▶ EXERCISE BRIEF: Every record below should be written out exactly; pictures stay out.

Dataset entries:

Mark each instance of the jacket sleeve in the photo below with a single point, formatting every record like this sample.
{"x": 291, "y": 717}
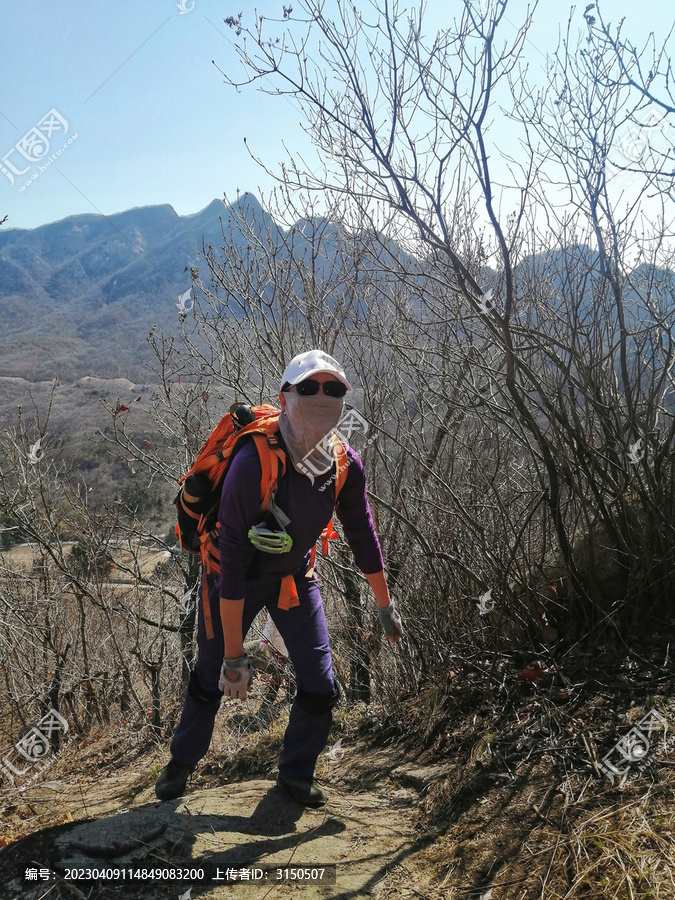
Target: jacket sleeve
{"x": 239, "y": 510}
{"x": 353, "y": 512}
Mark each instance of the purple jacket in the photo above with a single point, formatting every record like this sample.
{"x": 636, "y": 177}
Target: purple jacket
{"x": 309, "y": 510}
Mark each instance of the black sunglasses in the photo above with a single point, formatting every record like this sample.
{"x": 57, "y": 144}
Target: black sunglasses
{"x": 309, "y": 387}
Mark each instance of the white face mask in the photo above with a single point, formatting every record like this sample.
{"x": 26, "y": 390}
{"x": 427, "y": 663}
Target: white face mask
{"x": 306, "y": 427}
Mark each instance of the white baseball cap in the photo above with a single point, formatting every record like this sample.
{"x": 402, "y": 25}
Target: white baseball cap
{"x": 304, "y": 365}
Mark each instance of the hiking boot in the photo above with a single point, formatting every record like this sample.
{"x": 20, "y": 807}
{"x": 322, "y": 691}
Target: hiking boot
{"x": 172, "y": 780}
{"x": 303, "y": 790}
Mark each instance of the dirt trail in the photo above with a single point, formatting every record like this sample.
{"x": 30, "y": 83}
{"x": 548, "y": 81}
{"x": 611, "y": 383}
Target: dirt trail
{"x": 367, "y": 834}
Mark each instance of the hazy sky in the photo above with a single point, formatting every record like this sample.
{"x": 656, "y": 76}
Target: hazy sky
{"x": 147, "y": 114}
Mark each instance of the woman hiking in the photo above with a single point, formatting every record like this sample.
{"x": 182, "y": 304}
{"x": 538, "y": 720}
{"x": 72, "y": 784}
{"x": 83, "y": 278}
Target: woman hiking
{"x": 312, "y": 390}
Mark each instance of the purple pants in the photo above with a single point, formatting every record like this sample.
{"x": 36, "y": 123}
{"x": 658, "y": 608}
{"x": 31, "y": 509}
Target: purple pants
{"x": 305, "y": 634}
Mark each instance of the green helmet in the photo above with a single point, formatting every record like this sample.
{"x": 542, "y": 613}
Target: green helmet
{"x": 270, "y": 541}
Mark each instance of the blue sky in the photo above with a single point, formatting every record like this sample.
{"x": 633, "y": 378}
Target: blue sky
{"x": 149, "y": 116}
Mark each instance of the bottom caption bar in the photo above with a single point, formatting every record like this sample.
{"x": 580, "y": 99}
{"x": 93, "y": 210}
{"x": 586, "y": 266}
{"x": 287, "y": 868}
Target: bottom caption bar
{"x": 142, "y": 873}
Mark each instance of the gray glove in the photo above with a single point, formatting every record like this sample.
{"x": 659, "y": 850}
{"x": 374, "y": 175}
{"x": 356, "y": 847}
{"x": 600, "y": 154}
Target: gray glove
{"x": 236, "y": 688}
{"x": 390, "y": 620}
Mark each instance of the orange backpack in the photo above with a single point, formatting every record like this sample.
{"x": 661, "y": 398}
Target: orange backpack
{"x": 198, "y": 500}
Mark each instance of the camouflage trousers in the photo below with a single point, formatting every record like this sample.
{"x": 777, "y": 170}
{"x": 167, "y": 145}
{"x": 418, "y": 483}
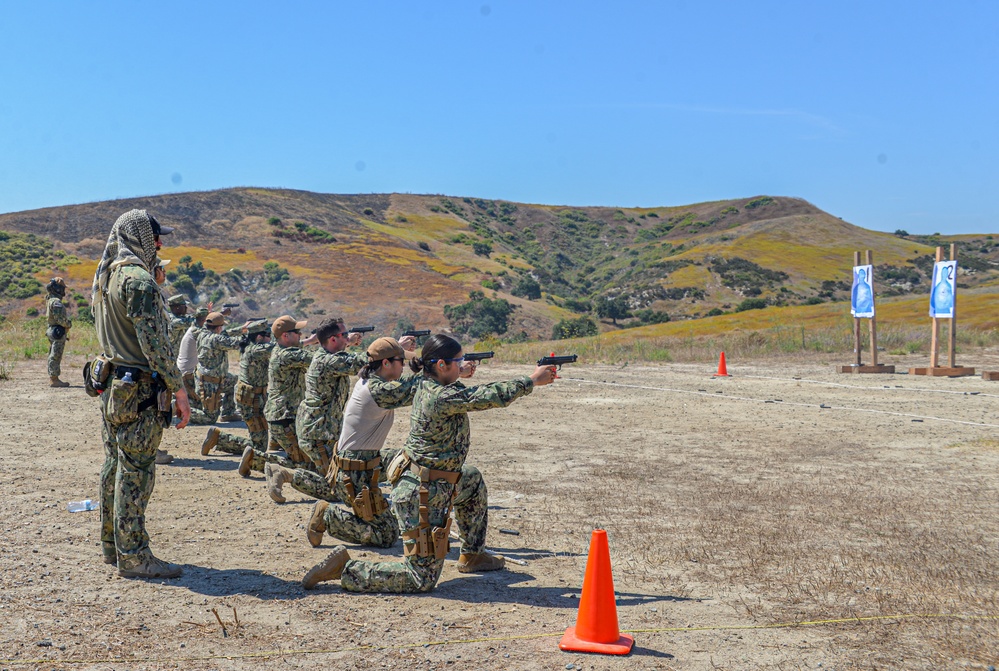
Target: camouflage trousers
{"x": 127, "y": 480}
{"x": 343, "y": 523}
{"x": 56, "y": 348}
{"x": 282, "y": 439}
{"x": 217, "y": 396}
{"x": 192, "y": 391}
{"x": 420, "y": 574}
{"x": 251, "y": 408}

▶ RESPONSE FOR THIS EXERCISE:
Mark each instance of the jacket sleeve in the photo below with a single point, formatting every record like this sample.
{"x": 291, "y": 717}
Target: jacket sleeve
{"x": 239, "y": 510}
{"x": 353, "y": 512}
Mark each instance of the purple jacket in the photo above with a single point, formatting every record like this sample.
{"x": 636, "y": 177}
Target: purple jacket
{"x": 309, "y": 510}
Mark each instance of the black sunglasses in the photo above with a single point, formatting every record like this sample.
{"x": 57, "y": 144}
Target: black sunglasses
{"x": 309, "y": 387}
Mark each instance of the white face mask in the photo above with a single point, formatting every record like this sample.
{"x": 26, "y": 390}
{"x": 427, "y": 663}
Target: white face mask
{"x": 306, "y": 427}
Mark each instance of the white baseball cap in the photo above with a single point, formatting every record like this sample.
{"x": 402, "y": 25}
Target: white baseball cap
{"x": 304, "y": 365}
Mark each instance of the hiking boot in the photo above with a single point, formatting every record like this sample.
{"x": 20, "y": 807}
{"x": 322, "y": 691}
Target: hiking boot
{"x": 172, "y": 780}
{"x": 303, "y": 790}
Mark each instance of the dirt trail in the photo above with a single point, formatting every record like this sample.
{"x": 30, "y": 83}
{"x": 548, "y": 81}
{"x": 611, "y": 383}
Target: dirt trail
{"x": 367, "y": 834}
Mark each instance of the hazy sky in the photo above with a single point, formatting every record like this sample.
{"x": 656, "y": 76}
Target: hazy sky
{"x": 147, "y": 114}
Mark each instance of the woman hiking in the photo above with a single point, formatting every record like this sample.
{"x": 182, "y": 304}
{"x": 538, "y": 720}
{"x": 72, "y": 784}
{"x": 83, "y": 278}
Target: woman hiking
{"x": 312, "y": 390}
Mark each instance of the purple pants in the photo above with a single point, formatting every record like this sample.
{"x": 36, "y": 123}
{"x": 658, "y": 608}
{"x": 31, "y": 509}
Target: purple pants
{"x": 305, "y": 634}
Mark each instance of the green helmet in the photo above with a single point, formatting every record like this sample.
{"x": 542, "y": 613}
Target: green helmet
{"x": 270, "y": 541}
Mark each instance of the blue sky in the photo above with a single point, formatting every record like this sample.
{"x": 633, "y": 378}
Target: blue sky
{"x": 149, "y": 116}
Mark each instance of the bottom caption bar in the photo above with a single point, formatting every record like this sample.
{"x": 580, "y": 99}
{"x": 93, "y": 210}
{"x": 586, "y": 266}
{"x": 287, "y": 868}
Target: bottom caption bar
{"x": 142, "y": 873}
Mark each instance of the gray glove in the photo above with a single point, formatting every record like this sample.
{"x": 659, "y": 850}
{"x": 374, "y": 175}
{"x": 356, "y": 847}
{"x": 600, "y": 154}
Target: gray glove
{"x": 236, "y": 688}
{"x": 390, "y": 620}
Mark each instance of the orange backpack in the photo above with a single point, formatting every record like this sample.
{"x": 661, "y": 398}
Target: orange backpack
{"x": 198, "y": 500}
Mark each instance of the camouflage trousers in the photo below with a single point, formatting every record like this sample.
{"x": 777, "y": 170}
{"x": 167, "y": 145}
{"x": 418, "y": 483}
Target: camouflage trousers
{"x": 127, "y": 480}
{"x": 343, "y": 523}
{"x": 56, "y": 348}
{"x": 282, "y": 439}
{"x": 217, "y": 396}
{"x": 192, "y": 391}
{"x": 420, "y": 574}
{"x": 251, "y": 408}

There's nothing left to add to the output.